_ACTIONS TO TAKE_
A. In the forum thread on Nanite and texture streaming, do these statements agree with the text? (i) The current workaround is to wait 10 frames before the capture. (ii) Nanite streaming provides a callback when streaming is complete. (iii) The original poster has run into problems with low texture streaming. For each, answer yes or no and quote the deciding words.
B. Translate this sentence from the forum thread on Nanite and texture streaming into Spanish: "The Virtual Texture (VT) system is GPU-driven and continuous."
C. Pick up the reply in the forum thread on Nanite and texture streaming after its final sentence and keep it going.

_SELECTION_
We have tried many solutions, but no one achieve to solve those issues :

  • The mesh appears to be in a very low LOD if the capture happen too fast, and we didn’t found any function that provide information when the nanite is fully streamed on
  • If the object has never been seen before, the PSO can be in creation, we are on strategy two iirc, meaning the mesh is display without texture. Same question has above, we didn’t found any way to ask if the PSO of the mesh has been properly created.
  • We didn’t meet any issue with low texture streamed on, but in case, same thing has above, is there a way to know if the mesh texture are fully loaded and displayed ?

All of this need to happen and work on packaged (c++ of course).

The workaround we have now, is to wait 10 frame before the capture happen, that work, but not very suitable/clean solution.

Thanks !

Hello there,

The system you are contructing seems good. Just to understand things a bit better, how are you waiting for the next frame? Depending on how, a single frame wait may actually end up being the same frame, and then none of the streaming systems would have refreshed yet. It may be the initial nanite residency that getting rendering if it’s the same frame.

One the first issue, with tradition mesh streaming, a forced LOD would be ideal, but with Nanite, that’s more complicated. Nanite streaming, like many of the continuous streaming systems, doesn’t provide any callbacks for completion as completion is a somewhat nebulous concept to define in such a continual streaming system. Waiting a few frames isn’t a bad option -- what your doing, in essence, is waiting for Nanite to reach a steady state -- but it can impact user experience. Depending on your fallback settings, disabling nanite on the captured mesh component and forcing LOD0 might actually be the best option to immediately have the mesh at full LOD.

Textures are similar to Nanite. The Virtual Texture (VT) system is GPU-driven and continuous. Since various tiles on a given object can be at effectively any mip level and that could be steady state for the given view, completion is hard to define. These concessions do absolutely complicate tasks such as the one you are doing, especially when the capture isn’t live. Since the object is relatively small in the UI, VT being slightly behind may get masked somewhat more than Nanite, but VT does typically take a few frames to settle in.

One solution would be to use an inventory version of the material that doesn’t rely on VT. That comes with the duplication of textures, which could certainly be an issue.

_COLLECTED MATERIAL_
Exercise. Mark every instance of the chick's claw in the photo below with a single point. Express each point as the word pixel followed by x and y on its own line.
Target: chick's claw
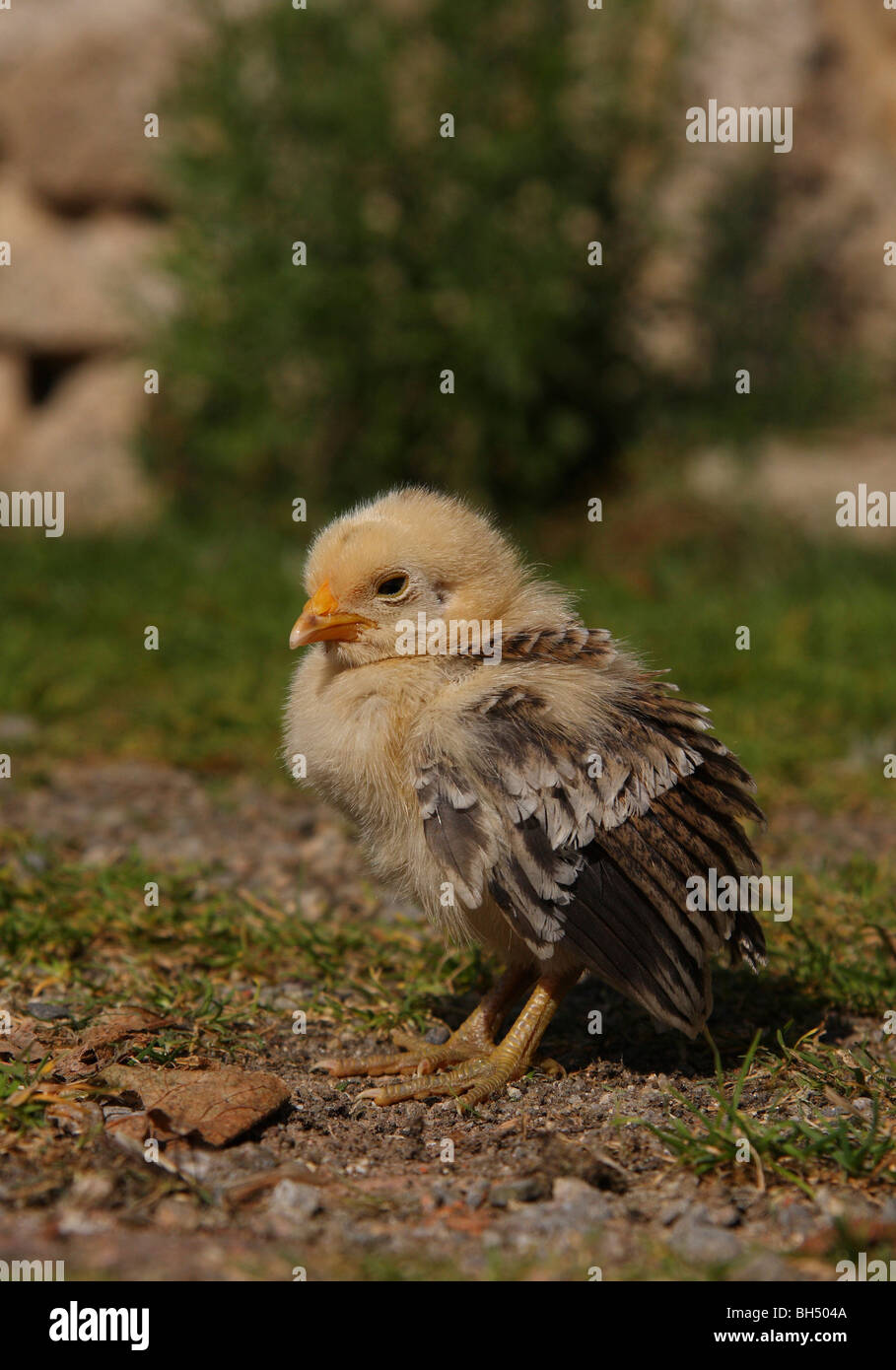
pixel 420 1058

_REPLIES_
A.
(i) Yes: "The workaround we have now, is to wait 10 frame before the capture happen"
(ii) No: "doesn’t provide any callbacks for completion"
(iii) No: "We didn’t meet any issue with low texture streamed on"

B. El sistema de Virtual Texture (VT) está impulsado por la GPU y es continuo.

C.
Another, and this is perhaps a properly hacky solution, is to use a non-deferred capture call on the scene capture and call it multiple times in a single frame. I’m unsure if this would kick the streaming systems since the CPU doesn’t get a tick in between. This also has definite performance implications and may well hitch.

PSOs are their own beast and their state isn’t trivial to track. There are a few reasons and workarounds, but the biggest key issue is that the state of the driver cache is essentially unknown between runs as it may have invalidated, so any check for the PSO existing would be limited to per-run. I’m assuming precaching is in use here as you mention a fallback strategy. Getting PSO state from the same run may be possible. PSO requests are discarded after completion, but can be kept around with D3D12.PSOPrecache.KeepLowLevel. Getting that working may be a fair effort though. I don’t believe this code exists in a form that would be easy to reuse, but it’s technically possible. I’ve listed three other options:

Option 1 would be to bundle to the PSOs for inventory items and do the compilation ahead of time. Bundling and Precache will work well together, but this adds manual effort in bundle collection. Automating this manual collection should be possible, though. Ideally, in an environment that is similar to the one in use for the capture as different PSOs can be required under different conditions, and PSO bundling only records the PSOs that were actually used. These PSOs also do have to be compiled at some point, but they could be prioritised with a usage mask either in the early precompile stage or manually after getting to the game logic.

Option 2 is to load the object early. I’m not sure there is such an event that would allow you to do this in your flow, but this is generally a recommendation for all assets when using Precaching. PostLoad will cause the Precache system to emit the required PSOs, so that may be useful to do at some point prior to needing the PSO in rendering the object. I believe changing the static mesh also emits PSO precache requests, but that’s typically very close to the point of rendering the asset.

Additionally, looking at the code, UPrimitiveComponent has a public member called PSOPrecacheRequestPriority that sets the priority. Depending on how the assets are set up, you may be able to leverage that to have your UI items queue-jump a bit if the early load is only briefly before the capture needs to happen.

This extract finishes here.